TEXT EXCERPT ->
+ + + + + + +
The National Commission on Police Reform (Spanish Comisión Nacional para la Reforma Policial, CONAREPOL) was a 2006 Venezuelan national commission which, in consultation with police and local communities, examined law enforcement in Venezuela and proposed reforms. The Commission was made up of ministerial officials, state governors, National Assembly representatives, academics, researchers and civil society representatives.

It consulted with all national sectors, including business and community leaders, commissioned studies and consulted international experts on police and police reform. "The Commission undertook extensive consultations with the police (through workshops, questionnaires, and interviews) and the community (meetings, suggestion boxes) and gathered an unprecedented amount of data from state and municipal police agencies, while also conducting a national victim survey."

CONAREPOL's findings presented a shocking but, to Venezuelans, familiar picture of widespread police corruption, extrajudicial killings, lack of equipment and training, and, a lack of basic elements of good police practice such as an operational manual for police procedures. CONAREPOL reported in January 2007, with proposals for reforms. The Commission recommended a new model of policing, with a greater emphasis on crime prevention and cooperation with local communities, and that the police should be specifically trained in human rights.
+ + + + + + +
LISTING ->

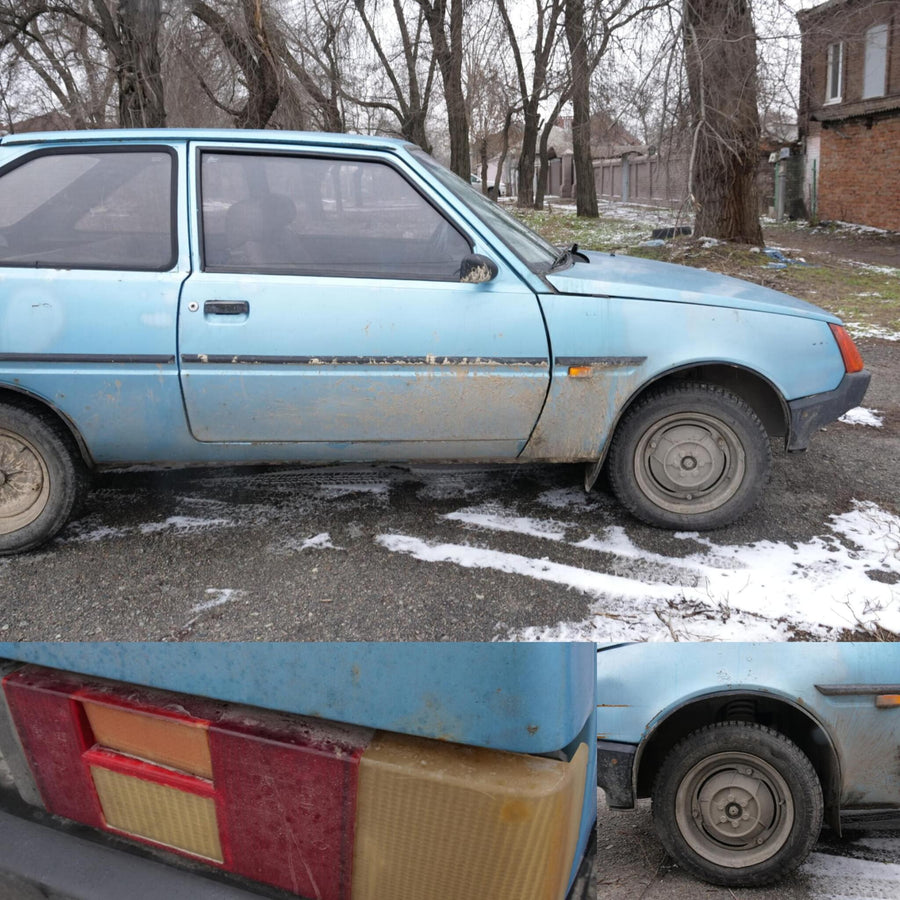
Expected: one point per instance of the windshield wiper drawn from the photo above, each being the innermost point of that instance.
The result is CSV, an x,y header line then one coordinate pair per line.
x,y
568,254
+ + + + + + +
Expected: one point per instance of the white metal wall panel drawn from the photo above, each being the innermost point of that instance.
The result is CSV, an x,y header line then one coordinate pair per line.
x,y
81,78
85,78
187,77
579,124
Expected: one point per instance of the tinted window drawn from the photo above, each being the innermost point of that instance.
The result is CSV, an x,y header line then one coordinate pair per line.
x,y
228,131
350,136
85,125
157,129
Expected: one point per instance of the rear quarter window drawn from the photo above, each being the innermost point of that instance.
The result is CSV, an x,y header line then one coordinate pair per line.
+ + + + + + +
DIRECTIVES ->
(1) Extract each line of the records that contains the string "photo", matching case exactly.
(2) Carry on the passage about Venezuela's National Commission on Police Reform from the point where it stops.

EXERCISE RESULTS ->
(1)
Expected: one point per instance of the windshield wiper drawn from the photo above, each being the innermost point of that instance.
Expected: one point per instance of the white metal wall panel drawn from the photo above, each being the innermost point of that instance.
Expected: one point per instance of the tinted window drawn from the photo above, each being the innermost point of that instance.
Expected: one point per instance of the rear quarter window drawn from the photo above, each being the innermost point of that instance.

(2)
The Commission recommended the creation of a new national police force with high professional standards in order to implement the new model. This led to the setting up of the Bolivarian National Police in 2008 and the Experimental Security University in 2009 to provide the recommended training. In the first six months of operations, rates of murder and robbery fell around 60% in the pilot areas the National Police was active in.

Background
In 1958 Venezuela overthrew the dictator Marcos Pérez Jiménez, but for much of the 1958-1998 period the criminal justice and law enforcement system established under Jiménez and the earlier dictator Juan Vicente Gómez was not substantially reformed, and "the criminal justice system remained a blemish on this image of democracy". A small 1987 survey found that 74% of prisoners said that the police tortured them. The police relied heavily on obtaining confession evidence, and for poor defendants a lack of effective defence lawyers "led to frequent convictions of innocent people".

Other aspects of the justice system conspired to make this worse: "Venezuelan criminal procedure crushed poor and uneducated defendants in its Kafkaesque gears." Prisons were extremely violent, with a high probability of death or rape; and about 70% of prisoners were awaiting a judge's decision. After some years of public pressure, 1998 saw the drafting of a radically reformed criminal law, which came into effect in July 1999.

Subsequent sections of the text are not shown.